§ **Texto do documento**:
Prometo te encher de orgulho, e prometo seguir meus sonhos e construir minha vida do jeitinho que você queria que eu fizesse...
Porque sei o quanto você se preocupava em me deixar desamparada.
Te amo para além de quando eu respirar.

Andressa Costa

Minha mãe foi apaixonada pela vida, pelas pessoas, pelas pessoas com deficiência. A sua luta incansável pela educação pública e pela inclusão de pessoas com Síndrome de Down nunca será esquecida. Eu nasci em 2006 e sempre estivemos juntos. Marinalva presente! Hoje e sempre!WhatsApp Image 2023 11 09 at 22.42.45 3

Gabriel Oliveira Costa

Marinalva, a conversão
dos sofrimentos em luta

“Desde cedo, conheci a fome, a exploração, o machismo e a pedofilia,
mas também a importância da solidariedade e da partilha.”
(Memorial Público Titular da Profª Drª Marinalva Silva Oliveira)
Não sei escrever um obituário e é o único aprendizado que não me interessa consolidar: ele sempre será o lamento por alguém que já não está.
Há muitos modos de medir a estatura de uma humana, de um ser social, para além dos pesos e medidas comumente utilizadas.

§ **Dados fornecidos**:
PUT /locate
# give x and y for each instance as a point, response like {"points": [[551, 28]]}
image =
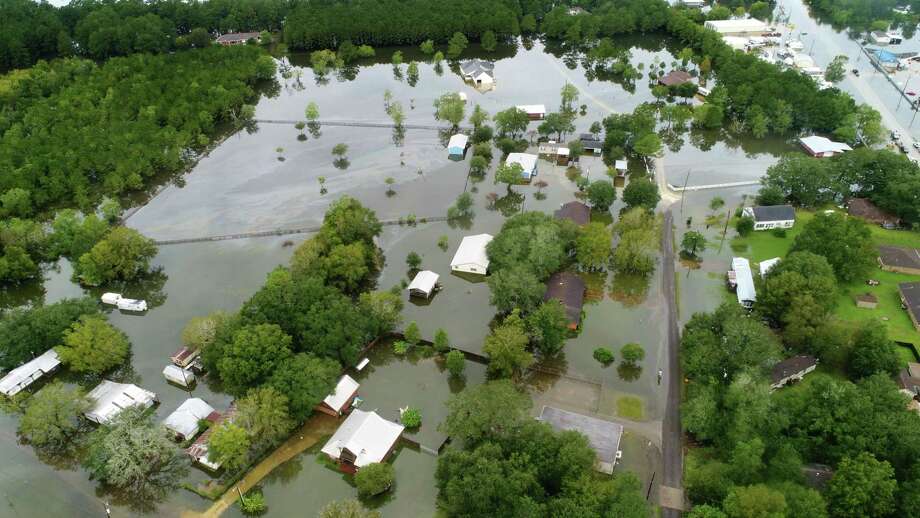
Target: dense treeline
{"points": [[106, 28], [99, 133], [397, 22]]}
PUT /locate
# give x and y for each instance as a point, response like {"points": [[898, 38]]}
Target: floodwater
{"points": [[243, 186]]}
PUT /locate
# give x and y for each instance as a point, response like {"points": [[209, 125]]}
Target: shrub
{"points": [[411, 418], [374, 479], [604, 355], [744, 226], [456, 363]]}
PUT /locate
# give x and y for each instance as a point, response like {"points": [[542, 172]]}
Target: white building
{"points": [[109, 398], [184, 421], [471, 256], [745, 26], [21, 377], [364, 438], [770, 217], [744, 282], [424, 284], [179, 376], [527, 162]]}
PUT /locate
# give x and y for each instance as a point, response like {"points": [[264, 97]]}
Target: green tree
{"points": [[123, 255], [51, 418], [264, 414], [692, 242], [641, 193], [593, 246], [134, 454], [846, 243], [228, 446], [601, 194], [493, 409], [252, 356], [548, 327], [757, 501], [632, 353], [506, 347], [862, 487], [451, 108], [455, 362], [488, 41], [374, 479], [305, 380], [93, 345], [456, 45]]}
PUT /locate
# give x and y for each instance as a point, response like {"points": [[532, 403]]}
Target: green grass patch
{"points": [[630, 407]]}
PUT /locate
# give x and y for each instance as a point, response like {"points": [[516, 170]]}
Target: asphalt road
{"points": [[672, 444]]}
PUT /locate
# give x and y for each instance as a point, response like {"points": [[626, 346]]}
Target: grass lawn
{"points": [[630, 407], [764, 245]]}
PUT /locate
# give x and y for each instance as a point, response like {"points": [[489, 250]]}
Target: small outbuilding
{"points": [[478, 71], [864, 208], [456, 146], [184, 421], [28, 373], [527, 162], [574, 211], [179, 376], [342, 397], [740, 276], [535, 112], [910, 300], [866, 301], [791, 370], [237, 38], [899, 259], [675, 78], [822, 147], [471, 255], [363, 438], [767, 265], [771, 216], [424, 285], [603, 436], [568, 289], [110, 398]]}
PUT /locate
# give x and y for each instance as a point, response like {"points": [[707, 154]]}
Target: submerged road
{"points": [[672, 497]]}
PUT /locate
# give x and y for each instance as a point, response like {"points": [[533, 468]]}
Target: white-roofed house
{"points": [[363, 438], [424, 284], [341, 398], [184, 421], [535, 112], [21, 377], [179, 376], [766, 265], [109, 398], [744, 282], [821, 147], [527, 162], [456, 146], [471, 256]]}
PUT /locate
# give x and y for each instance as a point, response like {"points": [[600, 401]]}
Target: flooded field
{"points": [[244, 185]]}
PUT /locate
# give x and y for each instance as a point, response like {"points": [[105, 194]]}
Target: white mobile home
{"points": [[471, 256]]}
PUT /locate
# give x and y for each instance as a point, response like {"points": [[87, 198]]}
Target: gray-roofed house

§ **Tarefa escrita**: Como você resumiria em duas frases o texto de homenagem a Marinalva? Responda com base somente no texto.

§ **Resultado**: Andressa Costa promete encher de orgulho a pessoa a quem se dirige, seguir seus sonhos e amá-la para além de quando respirar, e Gabriel Oliveira Costa lembra a mãe como apaixonada pela vida e pelas pessoas, com uma luta incansável pela educação pública e pela inclusão de pessoas com Síndrome de Down. Depois, sob o título "Marinalva, a conversão dos sofrimentos em luta", um trecho do memorial dela fala da fome, da exploração, da solidariedade e da partilha, e quem escreve afirma não saber escrever um obituário.